**EXTRAIT:**
# # # #
La fin de l'état d'urgence et de la trêve hivernale repoussée en raison de la crise sanitaire inquiètent les associations qui craignent que des centaines de personnes et des familles ne soient expulsées sans relogement. Les associations tirent la sonnette d'alarme.
L'été est là et les cigales chantent. Mais attention les apparences sont trompeuses. Depuis ce vendredi 10 juillet, les expulsions locatives sont de nouveau autorisées. Pour de nombreuses personnes en situation précaire, ou pour celles en recherche de logements sociaux, cela signifie que les bailleurs sociaux et les propriétaires ont la possibilité d'expulser les locataires qui ne seraient pas à jour de leur loyer ou qui tout simplement n'auraient pas accompli les démarches nécessaires pour rester dans le logement ou en trouver un autre.
# # # #
**ENTRÉES DE DONNÉES:**
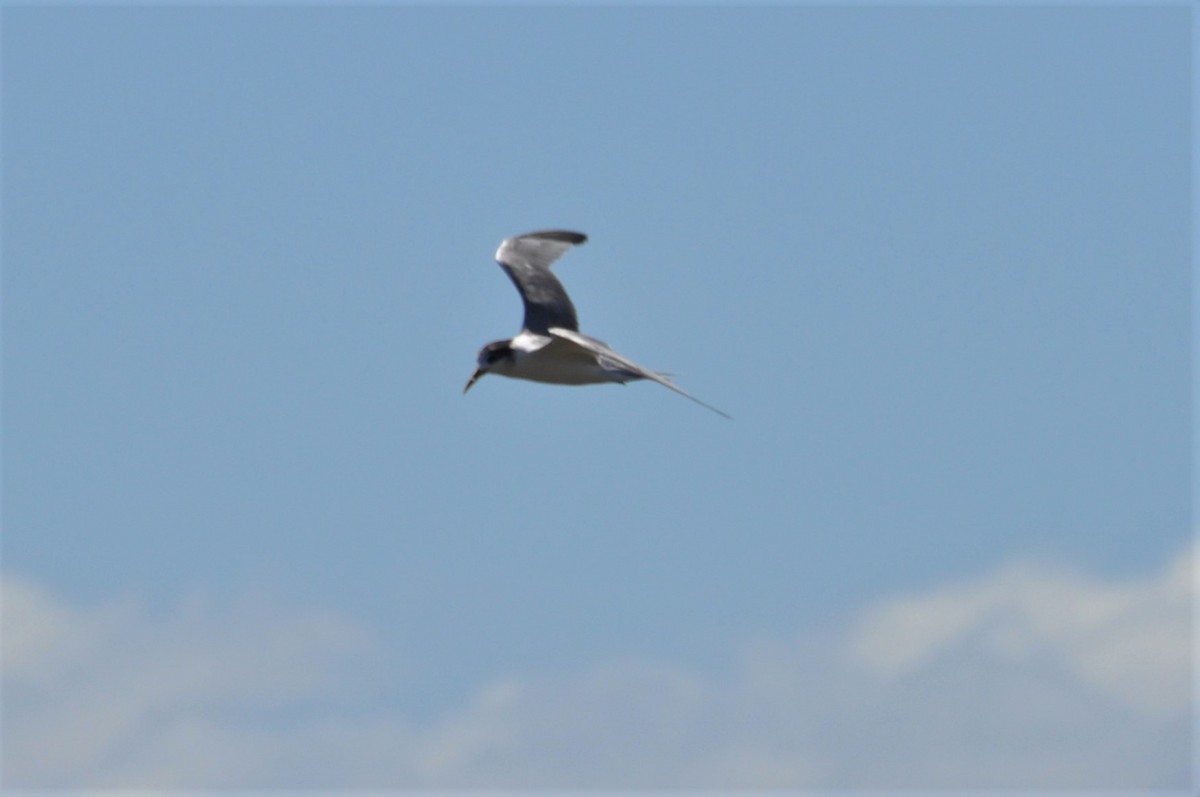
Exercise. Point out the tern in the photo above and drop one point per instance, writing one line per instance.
(550, 347)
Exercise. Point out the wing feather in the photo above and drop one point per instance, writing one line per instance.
(527, 259)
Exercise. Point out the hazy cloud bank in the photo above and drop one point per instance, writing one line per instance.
(1025, 677)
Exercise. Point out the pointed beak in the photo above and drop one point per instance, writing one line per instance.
(473, 379)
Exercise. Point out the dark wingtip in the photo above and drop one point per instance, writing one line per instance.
(564, 235)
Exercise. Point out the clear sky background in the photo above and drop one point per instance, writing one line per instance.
(934, 261)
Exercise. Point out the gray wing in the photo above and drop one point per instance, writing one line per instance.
(527, 259)
(610, 359)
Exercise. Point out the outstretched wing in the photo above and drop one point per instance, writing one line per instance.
(527, 259)
(615, 361)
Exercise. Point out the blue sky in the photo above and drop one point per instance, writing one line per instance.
(934, 261)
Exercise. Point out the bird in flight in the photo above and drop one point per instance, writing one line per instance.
(550, 347)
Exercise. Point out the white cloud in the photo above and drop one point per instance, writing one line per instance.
(1026, 677)
(1127, 640)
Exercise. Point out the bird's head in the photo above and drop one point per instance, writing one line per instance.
(498, 352)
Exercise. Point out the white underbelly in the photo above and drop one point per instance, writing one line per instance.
# # # #
**TÂCHES À RÉALISER:**
1) Répondez aux questions suivantes sur le texte consacré aux expulsions locatives :
(a) Que craignent les associations ?
(b) Depuis quelle date les expulsions locatives sont-elles de nouveau autorisées ?
(c) Qui a désormais la possibilité d'expulser les locataires ?
2) Citez le texte consacré aux expulsions locatives, depuis les mots « La fin de l'état » jusqu'aux mots « trouver un autre. » inclus.

**RÉSULTATS:**
1)
(a) Elles craignent que des centaines de personnes et des familles ne soient expulsées sans relogement.
(b) Depuis le vendredi 10 juillet.
(c) Les bailleurs sociaux et les propriétaires.

2)
La fin de l'état d'urgence et de la trêve hivernale repoussée en raison de la crise sanitaire inquiètent les associations qui craignent que des centaines de personnes et des familles ne soient expulsées sans relogement. Les associations tirent la sonnette d'alarme.
L'été est là et les cigales chantent. Mais attention les apparences sont trompeuses. Depuis ce vendredi 10 juillet, les expulsions locatives sont de nouveau autorisées. Pour de nombreuses personnes en situation précaire, ou pour celles en recherche de logements sociaux, cela signifie que les bailleurs sociaux et les propriétaires ont la possibilité d'expulser les locataires qui ne seraient pas à jour de leur loyer ou qui tout simplement n'auraient pas accompli les démarches nécessaires pour rester dans le logement ou en trouver un autre.